EXERCISE TEXT:
------------------------------

Aussie shares hit record high amid talk of US rate cuts

The ASX has hit an all-time high on the back of increased expectations for rate cuts in the US. (Steven Saphore/AAP PHOTOS)

The local share market has closed at its highest level ever after a bigger-than-expected inflation drop in the United States firmed bets the Federal Reserve will cut interest rates in September.

The benchmark S&P/ASX200 index on Friday finished up 69.7 points, or 0.88 per cent, to 7,959.3, while the broader All Ordinaries climbed 72.7 points, or 0.89 per cent, to 8,206.1.

The ASX200 rose 1.75 per cent for the week, its second straight week of gains, and set its sixth closing high for 2024. Its last record close was 7,896.8, set on March 28.

"So that wonderful 8,000 figure, it's less than a day's trade away from it," City Index analyst Matt Simpson told AAP.

But said if the ASX200 had really wanted to crack 8,000, it could have done so on Friday and there weren't any big macroeconomic data releases scheduled for next week that might be expected to drive it substantially higher.

"I think it might try and take that level - but unless we get a continued catalyst, you might find it a little bit hesitant to do so," he said of the 8,000 mark.

Friday's rally came after the US Labor Department late Thursday reported a bigger-than-expected drop in US inflation, which fell to 3.0 per cent in the 12 months to June, compared to 3.3 per cent in the year to May.

"The outcome suggests that the disinflationary impulse is quickly gathering momentum, supporting the case for US rate cuts in coming months," wrote Westpac senior economist Pat Bustamante.

While a rate cut at the Fed's meeting at the end of July is still considered very unlikely, there's now talk the US central bank might even cut interest rates at its following three meetings, in September, November and December.

Most economists have predicted two just cuts in 2024.

AMP chief economist Shane Oliver said the rally meant the ASX200 had surpassed AMP's year-end target of 7,900, so it was raising the target to 8,100.

Every ASX sector except tech finished higher on Friday.

The interest-rate-sensitive property sector was the biggest gainer, rising 2.0 per cent as Charter Hall climbed 5.2 per cent and shopping centre owner GPT Group rose 5.3 per cent.

In the heavyweight mining sector, BHP dropped 0.4 per cent to $43.40 after the Big Australian announced late Thursday it would temporarily suspend its WA nickel operations because of falling pricing for the battery metal.

Fortescue rose 0.5 per cent to $22.10 and Rio Tinto added 0.2 per cent to $119.83 while lithium developer Liontown Resources rose 3.6 per cent to $1.

------------------------------

EXCERPTED DATA:
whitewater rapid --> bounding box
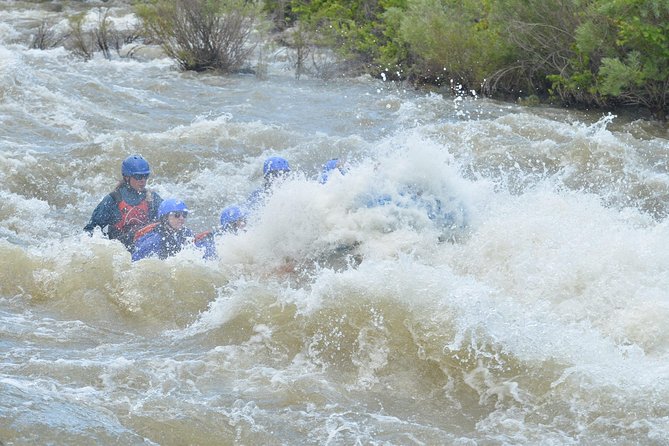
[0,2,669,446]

------------------------------

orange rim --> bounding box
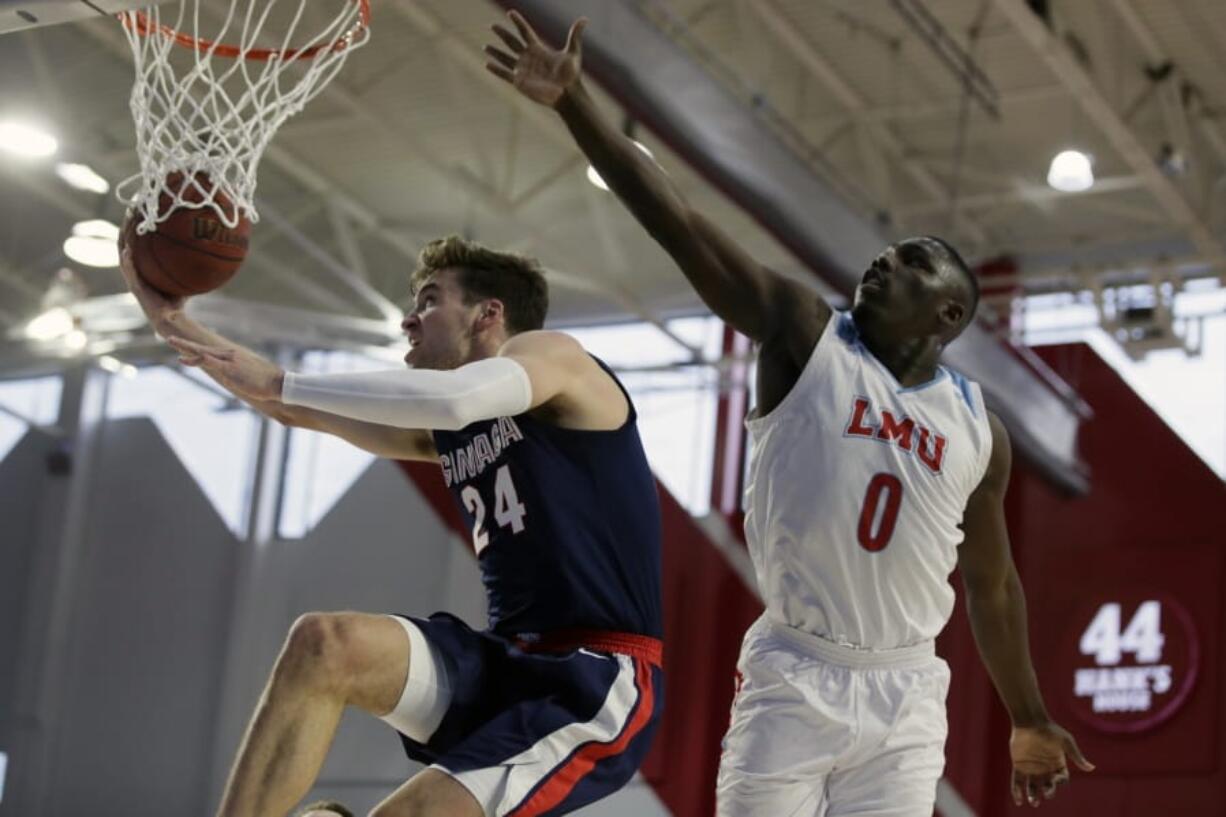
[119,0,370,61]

------------------------------

WORK TO BE COMPLETED: Please copy out the part of the share market article that begins at the words "Every ASX sector" and stops after "5.3 per cent.".

WRITTEN SOLUTION:
Every ASX sector except tech finished higher on Friday.

The interest-rate-sensitive property sector was the biggest gainer, rising 2.0 per cent as Charter Hall climbed 5.2 per cent and shopping centre owner GPT Group rose 5.3 per cent.